═════ Estratto fornito ═════

La Stampa 2.12.18
Gli sceicchi dialogano con Israele
di Maurizio Molinari
Benjamin
Netanyahu è accolto dal Sultano dell’Oman, le note dell’«Hatikwa»
vengono suonate negli Emirati, l’Arabia Saudita si protegge con
tecnologia israeliana, il sovrano del Bahrein invita ministri dello
Stato ebraico e il Qatar si accorda con Gerusalemme per inviare ingenti
aiuti alla Striscia di Gaza: quanto avvenuto nell’ultimo mese dimostra
che la novità in Medio Oriente è lo scongelamento dei rapporti fra le
monarchie del Golfo e Israele.
Si tratta di un processo in pieno
svolgimento e dalle conseguenze ancora difficili da prevedere anche se è
già possibile individuare i tre fattori che lo hanno innescato.
Primo:
sul piano strategico lo Stato ebraico e i Paesi arabi del Golfo si
sentono ugualmente minacciati dall’Iran di Ali Khamenei a causa delle
mosse di Teheran su programma nucleare, riarmo balistico e sostegno a
gruppi terroristici o ribelli sciiti.
Secondo: sul fronte
economico monarchi, sultani ed emiri vedono la possibilità di creare
un’alleanza fra risorse naturali in loro possesso ed alta tecnologia
israeliana capace di trasformare quest’angolo di pianeta in un
protagonista dell’economia globale.
Terzo: per i leader arabi del
Golfo come per Israele il riferimento è il presidente Donald Trump che
ha riassegnato all’America il ruolo di tradizionale protettore dei
propri alleati nella regione, archiviando le incertezze del predecessore
Barack Obama.
L’interrogativo davanti a tale processo di
riavvicinamento è fino a dove può arrivare ovvero se può portare a
favorire una soluzione del conflitto israelo-palestinese. Da qui
l’attenzione per le parole di Marc Schneier, il rabbino di New York
divenuto uno dei canali informali di questa nuova stagione diplomatica.
«Per
i Paesi del Golfo la questione palestinese resta importante - spiega
Schneider - ma mentre prima affermavano di non poter avere contatti con
Israele fino alla sua soluzione, ora ritengono che i due processi
possano essere contemporanei». Questo spiega perché il sultano Qaboos
dell’Oman ha invitato Netanyahu nel suo palazzo, perché ad Abu Dhabi la
medaglia d’oro nel judo ha portato a suonare a cielo aperto l’inno
nazionale israeliano alla presenza del ministro Miri Regev, perché il
Bahrein ha invitato un altro ministro israeliano a Manama in aprile così
come perché, secondo il quotidiano arabo «Al Arabi Al Jadid», l’Arabia
Saudita vuole formare un «Quartetto arabo» - con Egitto, Giordania e
palestinesi - per negoziare con Israele la risoluzione del conflitto
centenario, iniziato con l’opposizione a fine Ottocento delle tribù
arabe all’arrivo nella Palestina ottomana dei pionieri sionisti in fuga
dalle persecuzioni dello zar.

═════ Estratto dei dati ═════

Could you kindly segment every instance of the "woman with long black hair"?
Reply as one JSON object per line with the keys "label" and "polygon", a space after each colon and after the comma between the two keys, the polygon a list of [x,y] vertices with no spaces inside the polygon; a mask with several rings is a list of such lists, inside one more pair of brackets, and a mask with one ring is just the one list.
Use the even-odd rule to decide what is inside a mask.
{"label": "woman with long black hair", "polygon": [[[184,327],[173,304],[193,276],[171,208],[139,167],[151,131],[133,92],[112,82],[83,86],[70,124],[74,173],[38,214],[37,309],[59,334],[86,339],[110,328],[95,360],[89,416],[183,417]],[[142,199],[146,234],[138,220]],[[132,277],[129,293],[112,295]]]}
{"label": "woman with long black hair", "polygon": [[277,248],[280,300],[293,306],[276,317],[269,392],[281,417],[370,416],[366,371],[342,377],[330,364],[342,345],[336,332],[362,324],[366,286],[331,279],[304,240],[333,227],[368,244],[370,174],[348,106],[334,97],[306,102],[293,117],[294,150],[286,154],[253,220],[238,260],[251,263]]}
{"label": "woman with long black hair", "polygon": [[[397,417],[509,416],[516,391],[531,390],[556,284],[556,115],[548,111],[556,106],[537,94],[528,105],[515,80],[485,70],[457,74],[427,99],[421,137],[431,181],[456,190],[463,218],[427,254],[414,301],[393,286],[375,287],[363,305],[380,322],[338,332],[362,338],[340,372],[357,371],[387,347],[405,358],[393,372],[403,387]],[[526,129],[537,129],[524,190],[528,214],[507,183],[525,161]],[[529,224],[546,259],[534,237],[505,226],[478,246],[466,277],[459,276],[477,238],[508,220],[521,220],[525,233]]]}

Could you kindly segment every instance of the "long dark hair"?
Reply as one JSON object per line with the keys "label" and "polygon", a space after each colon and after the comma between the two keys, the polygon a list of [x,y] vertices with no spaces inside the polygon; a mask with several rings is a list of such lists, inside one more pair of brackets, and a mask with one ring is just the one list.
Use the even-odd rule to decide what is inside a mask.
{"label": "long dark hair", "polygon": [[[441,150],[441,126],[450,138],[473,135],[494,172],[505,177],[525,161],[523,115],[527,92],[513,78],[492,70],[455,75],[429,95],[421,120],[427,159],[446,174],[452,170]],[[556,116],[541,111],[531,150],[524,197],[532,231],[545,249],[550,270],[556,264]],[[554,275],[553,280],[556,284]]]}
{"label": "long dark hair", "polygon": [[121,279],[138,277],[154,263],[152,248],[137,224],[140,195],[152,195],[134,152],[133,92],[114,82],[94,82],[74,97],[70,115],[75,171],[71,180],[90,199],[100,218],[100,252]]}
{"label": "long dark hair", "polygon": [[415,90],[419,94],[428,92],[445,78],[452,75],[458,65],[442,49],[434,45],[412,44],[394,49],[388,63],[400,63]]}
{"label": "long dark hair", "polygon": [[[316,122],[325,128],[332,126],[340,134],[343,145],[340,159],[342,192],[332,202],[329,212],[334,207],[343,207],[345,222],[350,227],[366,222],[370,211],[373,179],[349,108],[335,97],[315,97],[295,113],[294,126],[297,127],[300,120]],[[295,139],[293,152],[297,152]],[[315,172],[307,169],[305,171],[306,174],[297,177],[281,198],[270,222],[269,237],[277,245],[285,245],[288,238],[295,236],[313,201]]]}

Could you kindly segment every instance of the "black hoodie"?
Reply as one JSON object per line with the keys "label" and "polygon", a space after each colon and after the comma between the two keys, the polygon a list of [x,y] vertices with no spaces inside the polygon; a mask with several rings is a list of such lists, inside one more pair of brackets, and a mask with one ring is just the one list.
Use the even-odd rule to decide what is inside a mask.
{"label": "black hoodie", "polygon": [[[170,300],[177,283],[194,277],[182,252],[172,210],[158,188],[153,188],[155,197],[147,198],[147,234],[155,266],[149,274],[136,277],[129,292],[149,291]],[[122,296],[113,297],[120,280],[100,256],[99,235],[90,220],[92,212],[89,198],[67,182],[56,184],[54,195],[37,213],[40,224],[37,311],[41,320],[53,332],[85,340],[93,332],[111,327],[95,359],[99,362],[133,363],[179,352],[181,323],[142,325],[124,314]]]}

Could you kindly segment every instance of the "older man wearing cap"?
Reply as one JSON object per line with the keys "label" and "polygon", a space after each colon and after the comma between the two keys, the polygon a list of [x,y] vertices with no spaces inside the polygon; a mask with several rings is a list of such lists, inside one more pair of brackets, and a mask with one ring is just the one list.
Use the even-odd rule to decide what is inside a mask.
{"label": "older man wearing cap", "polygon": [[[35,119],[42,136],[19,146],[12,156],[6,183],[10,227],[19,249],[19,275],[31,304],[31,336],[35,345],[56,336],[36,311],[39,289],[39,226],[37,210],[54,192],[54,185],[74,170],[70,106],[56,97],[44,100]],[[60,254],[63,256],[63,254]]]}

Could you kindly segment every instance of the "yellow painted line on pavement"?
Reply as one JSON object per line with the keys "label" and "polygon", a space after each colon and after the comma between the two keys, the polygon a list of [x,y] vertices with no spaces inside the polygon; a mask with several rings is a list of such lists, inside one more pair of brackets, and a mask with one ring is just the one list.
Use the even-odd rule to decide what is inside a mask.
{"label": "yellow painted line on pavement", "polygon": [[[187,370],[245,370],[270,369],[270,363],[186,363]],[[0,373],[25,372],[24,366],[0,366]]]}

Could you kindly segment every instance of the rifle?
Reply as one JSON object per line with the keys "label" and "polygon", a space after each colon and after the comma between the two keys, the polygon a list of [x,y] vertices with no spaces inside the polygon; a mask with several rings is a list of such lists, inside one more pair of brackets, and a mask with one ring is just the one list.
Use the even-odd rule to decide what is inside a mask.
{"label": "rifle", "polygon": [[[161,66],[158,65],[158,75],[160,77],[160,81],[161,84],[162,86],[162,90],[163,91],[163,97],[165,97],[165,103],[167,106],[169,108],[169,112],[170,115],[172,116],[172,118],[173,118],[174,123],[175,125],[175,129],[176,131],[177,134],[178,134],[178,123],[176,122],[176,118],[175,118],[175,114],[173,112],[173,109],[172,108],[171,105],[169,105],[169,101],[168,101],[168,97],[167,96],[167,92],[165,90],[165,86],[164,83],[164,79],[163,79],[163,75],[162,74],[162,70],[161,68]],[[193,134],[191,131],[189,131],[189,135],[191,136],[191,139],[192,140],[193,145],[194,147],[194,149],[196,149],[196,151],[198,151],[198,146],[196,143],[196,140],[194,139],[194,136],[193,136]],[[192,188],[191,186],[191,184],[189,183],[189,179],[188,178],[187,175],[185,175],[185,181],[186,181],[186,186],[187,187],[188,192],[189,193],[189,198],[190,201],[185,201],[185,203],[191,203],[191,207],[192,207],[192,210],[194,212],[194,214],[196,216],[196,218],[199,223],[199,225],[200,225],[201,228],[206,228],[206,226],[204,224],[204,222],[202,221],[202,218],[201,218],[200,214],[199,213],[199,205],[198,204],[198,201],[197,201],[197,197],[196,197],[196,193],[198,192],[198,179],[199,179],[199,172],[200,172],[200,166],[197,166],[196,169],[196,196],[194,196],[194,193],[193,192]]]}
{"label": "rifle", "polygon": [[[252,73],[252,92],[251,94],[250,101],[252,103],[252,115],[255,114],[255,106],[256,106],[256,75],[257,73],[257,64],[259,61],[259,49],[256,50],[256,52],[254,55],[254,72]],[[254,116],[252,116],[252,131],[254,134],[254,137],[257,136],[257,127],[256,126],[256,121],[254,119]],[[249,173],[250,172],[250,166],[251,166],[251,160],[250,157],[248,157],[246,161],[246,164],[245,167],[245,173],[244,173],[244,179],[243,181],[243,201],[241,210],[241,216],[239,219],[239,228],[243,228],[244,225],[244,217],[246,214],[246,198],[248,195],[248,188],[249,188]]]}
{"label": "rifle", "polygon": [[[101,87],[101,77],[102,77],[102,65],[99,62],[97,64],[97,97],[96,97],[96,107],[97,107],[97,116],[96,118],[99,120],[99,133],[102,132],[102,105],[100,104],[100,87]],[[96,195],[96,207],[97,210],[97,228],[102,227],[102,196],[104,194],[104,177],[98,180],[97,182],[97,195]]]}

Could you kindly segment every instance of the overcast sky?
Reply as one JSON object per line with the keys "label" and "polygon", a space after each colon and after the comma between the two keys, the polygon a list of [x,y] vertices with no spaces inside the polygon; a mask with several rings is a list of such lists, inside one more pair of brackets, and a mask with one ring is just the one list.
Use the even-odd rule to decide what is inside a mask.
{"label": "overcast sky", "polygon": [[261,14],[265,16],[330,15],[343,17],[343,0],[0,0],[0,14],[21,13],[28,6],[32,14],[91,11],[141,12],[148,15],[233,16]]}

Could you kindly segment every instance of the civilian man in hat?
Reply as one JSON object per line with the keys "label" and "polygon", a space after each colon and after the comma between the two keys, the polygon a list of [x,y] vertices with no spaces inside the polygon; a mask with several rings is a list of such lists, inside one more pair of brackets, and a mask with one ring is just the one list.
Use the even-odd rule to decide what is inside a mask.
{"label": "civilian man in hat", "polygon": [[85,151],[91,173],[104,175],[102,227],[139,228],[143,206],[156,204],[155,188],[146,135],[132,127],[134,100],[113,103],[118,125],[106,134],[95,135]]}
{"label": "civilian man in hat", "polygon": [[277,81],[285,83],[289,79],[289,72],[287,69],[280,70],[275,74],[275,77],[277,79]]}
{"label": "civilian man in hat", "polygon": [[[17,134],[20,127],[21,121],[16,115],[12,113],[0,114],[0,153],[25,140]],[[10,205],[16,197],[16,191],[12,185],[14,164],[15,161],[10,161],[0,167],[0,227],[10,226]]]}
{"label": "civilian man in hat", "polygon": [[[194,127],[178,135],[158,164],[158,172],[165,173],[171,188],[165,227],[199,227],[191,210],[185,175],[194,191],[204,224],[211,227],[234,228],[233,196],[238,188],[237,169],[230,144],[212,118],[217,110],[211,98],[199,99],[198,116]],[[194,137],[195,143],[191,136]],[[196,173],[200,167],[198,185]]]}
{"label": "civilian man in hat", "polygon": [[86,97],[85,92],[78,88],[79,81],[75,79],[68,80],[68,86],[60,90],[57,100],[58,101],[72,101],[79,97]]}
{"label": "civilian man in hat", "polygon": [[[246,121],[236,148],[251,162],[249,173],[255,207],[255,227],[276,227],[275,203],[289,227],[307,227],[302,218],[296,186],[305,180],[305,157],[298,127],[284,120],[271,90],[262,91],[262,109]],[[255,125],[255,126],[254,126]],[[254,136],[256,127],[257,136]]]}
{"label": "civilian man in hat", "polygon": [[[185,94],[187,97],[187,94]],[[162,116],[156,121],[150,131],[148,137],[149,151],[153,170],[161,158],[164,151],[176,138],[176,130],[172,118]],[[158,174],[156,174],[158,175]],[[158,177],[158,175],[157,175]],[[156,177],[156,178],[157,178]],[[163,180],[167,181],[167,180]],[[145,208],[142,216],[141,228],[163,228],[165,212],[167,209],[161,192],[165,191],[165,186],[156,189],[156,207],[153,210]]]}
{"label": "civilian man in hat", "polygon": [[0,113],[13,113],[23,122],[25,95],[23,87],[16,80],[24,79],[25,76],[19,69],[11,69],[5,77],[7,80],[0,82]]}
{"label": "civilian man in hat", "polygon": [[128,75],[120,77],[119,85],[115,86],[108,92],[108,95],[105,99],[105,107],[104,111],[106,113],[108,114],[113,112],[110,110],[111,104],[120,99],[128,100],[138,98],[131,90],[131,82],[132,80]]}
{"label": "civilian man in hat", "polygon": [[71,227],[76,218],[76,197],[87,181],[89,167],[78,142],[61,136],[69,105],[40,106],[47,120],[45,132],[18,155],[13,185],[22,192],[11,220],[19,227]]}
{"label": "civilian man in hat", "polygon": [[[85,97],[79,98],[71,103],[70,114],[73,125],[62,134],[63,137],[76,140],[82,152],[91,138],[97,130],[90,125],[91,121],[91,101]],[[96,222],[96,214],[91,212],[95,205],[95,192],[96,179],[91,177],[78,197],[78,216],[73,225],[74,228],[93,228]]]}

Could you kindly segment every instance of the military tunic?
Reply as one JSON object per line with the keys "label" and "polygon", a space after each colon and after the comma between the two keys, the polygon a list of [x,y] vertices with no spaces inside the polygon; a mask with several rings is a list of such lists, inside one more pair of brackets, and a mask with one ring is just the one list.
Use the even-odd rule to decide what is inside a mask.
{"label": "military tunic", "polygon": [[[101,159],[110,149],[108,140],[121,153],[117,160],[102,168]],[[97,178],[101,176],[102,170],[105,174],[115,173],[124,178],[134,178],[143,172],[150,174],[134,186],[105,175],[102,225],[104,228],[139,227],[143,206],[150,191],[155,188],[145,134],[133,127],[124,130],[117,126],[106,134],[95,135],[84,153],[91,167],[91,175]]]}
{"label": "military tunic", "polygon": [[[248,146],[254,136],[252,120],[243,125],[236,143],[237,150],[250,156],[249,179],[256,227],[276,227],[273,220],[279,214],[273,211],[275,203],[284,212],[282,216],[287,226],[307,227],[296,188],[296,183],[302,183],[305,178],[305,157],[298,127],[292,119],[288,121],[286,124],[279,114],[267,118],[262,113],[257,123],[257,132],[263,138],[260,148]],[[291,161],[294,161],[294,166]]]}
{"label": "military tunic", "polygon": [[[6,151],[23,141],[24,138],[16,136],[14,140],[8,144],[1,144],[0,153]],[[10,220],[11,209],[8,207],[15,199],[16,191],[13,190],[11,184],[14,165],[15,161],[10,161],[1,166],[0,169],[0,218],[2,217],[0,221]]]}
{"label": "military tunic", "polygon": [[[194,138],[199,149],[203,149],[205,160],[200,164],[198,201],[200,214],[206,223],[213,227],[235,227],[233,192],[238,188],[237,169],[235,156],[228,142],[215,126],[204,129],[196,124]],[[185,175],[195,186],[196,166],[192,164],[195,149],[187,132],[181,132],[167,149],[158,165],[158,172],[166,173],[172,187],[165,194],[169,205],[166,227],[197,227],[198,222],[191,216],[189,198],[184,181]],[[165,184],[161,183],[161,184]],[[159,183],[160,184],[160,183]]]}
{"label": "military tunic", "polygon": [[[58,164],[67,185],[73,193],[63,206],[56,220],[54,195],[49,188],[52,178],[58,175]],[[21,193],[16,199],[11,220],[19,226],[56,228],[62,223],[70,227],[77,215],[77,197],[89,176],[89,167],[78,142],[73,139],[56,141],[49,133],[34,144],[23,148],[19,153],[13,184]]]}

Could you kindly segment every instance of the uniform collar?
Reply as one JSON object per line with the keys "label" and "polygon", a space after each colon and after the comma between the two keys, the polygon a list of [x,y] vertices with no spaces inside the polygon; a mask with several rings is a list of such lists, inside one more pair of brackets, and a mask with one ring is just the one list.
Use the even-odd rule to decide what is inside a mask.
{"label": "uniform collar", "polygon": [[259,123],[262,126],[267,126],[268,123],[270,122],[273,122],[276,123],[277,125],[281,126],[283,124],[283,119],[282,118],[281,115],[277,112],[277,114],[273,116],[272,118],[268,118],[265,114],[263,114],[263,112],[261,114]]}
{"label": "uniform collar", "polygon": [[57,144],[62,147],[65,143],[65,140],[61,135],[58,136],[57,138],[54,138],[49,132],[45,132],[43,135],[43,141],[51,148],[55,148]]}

═════

**Compito:** Riporta in inglese questa frase dell'estratto fornito: «Si tratta di un processo in pieno svolgimento e dalle conseguenze ancora difficili da prevedere anche se è già possibile individuare i tre fattori che lo hanno innescato.» I dati costituiscono materiale separato dall'estratto fornito.

**Soluzione scritta:** This is a process in full swing, with consequences that are still hard to predict, although it is already possible to identify the three factors that triggered it.